### Written exercise
Will you give every entry again exactly as it stands?

### Available data
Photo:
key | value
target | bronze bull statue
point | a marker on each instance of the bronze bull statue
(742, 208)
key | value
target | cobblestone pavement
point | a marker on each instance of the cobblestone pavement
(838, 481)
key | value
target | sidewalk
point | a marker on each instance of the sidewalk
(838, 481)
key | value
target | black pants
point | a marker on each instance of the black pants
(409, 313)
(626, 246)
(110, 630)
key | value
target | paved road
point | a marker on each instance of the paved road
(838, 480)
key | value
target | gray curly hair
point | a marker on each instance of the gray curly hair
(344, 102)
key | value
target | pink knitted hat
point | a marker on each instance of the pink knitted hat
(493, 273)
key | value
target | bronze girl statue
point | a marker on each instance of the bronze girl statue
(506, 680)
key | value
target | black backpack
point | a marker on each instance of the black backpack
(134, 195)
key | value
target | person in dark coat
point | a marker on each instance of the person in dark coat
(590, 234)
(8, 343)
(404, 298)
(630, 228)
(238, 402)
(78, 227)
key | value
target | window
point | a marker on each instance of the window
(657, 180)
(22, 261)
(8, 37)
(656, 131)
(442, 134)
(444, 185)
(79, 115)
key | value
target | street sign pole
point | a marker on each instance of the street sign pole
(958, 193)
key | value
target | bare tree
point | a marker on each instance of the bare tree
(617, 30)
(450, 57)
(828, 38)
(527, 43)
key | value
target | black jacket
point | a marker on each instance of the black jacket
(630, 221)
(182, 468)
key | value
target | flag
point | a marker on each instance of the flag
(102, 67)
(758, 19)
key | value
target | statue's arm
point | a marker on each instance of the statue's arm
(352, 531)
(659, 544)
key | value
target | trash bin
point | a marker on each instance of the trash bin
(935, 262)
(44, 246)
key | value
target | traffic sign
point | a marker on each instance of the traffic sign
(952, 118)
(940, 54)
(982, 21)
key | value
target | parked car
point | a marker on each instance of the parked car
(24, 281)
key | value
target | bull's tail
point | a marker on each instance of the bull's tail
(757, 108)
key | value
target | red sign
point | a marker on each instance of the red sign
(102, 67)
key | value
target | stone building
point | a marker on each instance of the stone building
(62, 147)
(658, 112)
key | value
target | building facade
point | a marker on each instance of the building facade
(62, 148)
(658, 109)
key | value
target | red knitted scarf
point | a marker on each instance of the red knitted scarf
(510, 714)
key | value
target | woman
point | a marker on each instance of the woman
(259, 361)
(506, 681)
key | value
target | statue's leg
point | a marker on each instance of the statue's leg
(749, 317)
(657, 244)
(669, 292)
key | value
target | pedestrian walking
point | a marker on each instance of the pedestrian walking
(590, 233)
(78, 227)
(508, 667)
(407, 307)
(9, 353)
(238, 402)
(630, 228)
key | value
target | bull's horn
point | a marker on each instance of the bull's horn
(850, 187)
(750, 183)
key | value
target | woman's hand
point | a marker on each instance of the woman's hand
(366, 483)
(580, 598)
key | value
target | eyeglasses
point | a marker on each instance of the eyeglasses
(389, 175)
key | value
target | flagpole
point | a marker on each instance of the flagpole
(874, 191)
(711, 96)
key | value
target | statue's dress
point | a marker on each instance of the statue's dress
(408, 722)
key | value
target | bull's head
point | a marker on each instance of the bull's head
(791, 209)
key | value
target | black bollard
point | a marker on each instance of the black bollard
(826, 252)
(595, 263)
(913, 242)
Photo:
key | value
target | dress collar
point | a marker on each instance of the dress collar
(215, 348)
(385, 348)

### Problem solution
Photo:
key | value
target | bronze bull statue
point | a marker on each instance of the bronze bull statue
(742, 208)
key | value
target | cobblestone pavement
point | a marker on each instance of the cobblestone pavement
(838, 481)
key | value
target | sidewalk
point | a marker on each instance of the sidewalk
(838, 481)
key | value
target | black pants
point | a marker on each instance of the black pants
(409, 313)
(626, 246)
(110, 630)
key | value
target | paved road
point | a marker on each instance of the paved road
(838, 480)
key | value
target | gray curly hair
point | a marker on each instance of the gray curly hair
(344, 102)
key | value
target | pink knitted hat
point | a marker on each instance of the pink knitted hat
(493, 273)
key | value
target | bronze girl statue
point | a marker on each instance of the bronze girl statue
(506, 680)
key | value
target | black backpack
point | a marker on each instance of the black backpack
(134, 195)
key | value
target | person in dark coat
point | a marker on each instance of the person in dark coat
(590, 234)
(8, 343)
(404, 298)
(630, 228)
(238, 402)
(78, 227)
key | value
target | window
point | a marker on each instance of the window
(657, 180)
(22, 261)
(8, 37)
(656, 131)
(442, 134)
(444, 185)
(79, 115)
key | value
target | street sign pole
point | a marker on each instance of the street sign pole
(958, 193)
key | value
target | bare tree
point | a marker on each instance of the bare tree
(617, 30)
(450, 57)
(828, 38)
(527, 43)
key | value
target | black jacket
point | a marker on each instance of the black jacket
(630, 221)
(182, 468)
key | value
target | flag
point | a marker on each instance of the flag
(102, 67)
(758, 19)
key | value
target | statue's arm
point | a marker on each instance of the statue's arm
(352, 531)
(659, 544)
key | value
target | trash bin
point | a marker on each instance of the trash bin
(935, 262)
(44, 246)
key | value
target | traffic sign
point | a marker on each instance of the traffic sign
(952, 118)
(940, 54)
(982, 21)
key | value
target | parked car
point | a marker on each instance of the parked car
(24, 281)
key | value
target | bull's tail
point | a marker on each instance of the bull's tail
(757, 108)
key | value
target | red sign
point | a marker on each instance of the red sign
(102, 67)
key | value
target | stone building
point | a marker on each instance of the stone building
(62, 147)
(658, 112)
key | value
target | building facade
point | a marker on each instance of the building facade
(62, 148)
(658, 109)
key | value
target | red knitted scarf
point | a marker on each instance of the red knitted scarf
(510, 714)
key | value
target | woman
point | a marker on each instance of the woman
(259, 361)
(506, 681)
key | value
target | statue's leg
point | a marker on each instance of the statue's leg
(749, 317)
(657, 244)
(669, 292)
key | value
target | pedestrian walking
point | a marker on each instance of the pedestrian walking
(590, 233)
(78, 227)
(508, 667)
(407, 307)
(9, 353)
(238, 402)
(630, 228)
key | value
target | bull's horn
point | a marker on each instance of the bull's horn
(850, 187)
(750, 183)
key | value
target | woman's hand
point | a marker on each instance of the woman's hand
(366, 483)
(580, 598)
key | value
target | eyeglasses
point | a marker on each instance of the eyeglasses
(389, 175)
key | value
target | flagpole
point | a marker on each instance of the flagpole
(874, 191)
(711, 96)
key | value
target | statue's dress
point | a marker on each instance of the statue's dress
(408, 722)
key | value
target | bull's head
point | a marker on each instance of the bull's head
(791, 209)
key | value
target | black bollard
point | a marker on each instance of the black bollard
(826, 252)
(595, 263)
(913, 242)
Photo:
key | value
target | dress collar
point | a marker on each instance of the dress collar
(215, 348)
(385, 348)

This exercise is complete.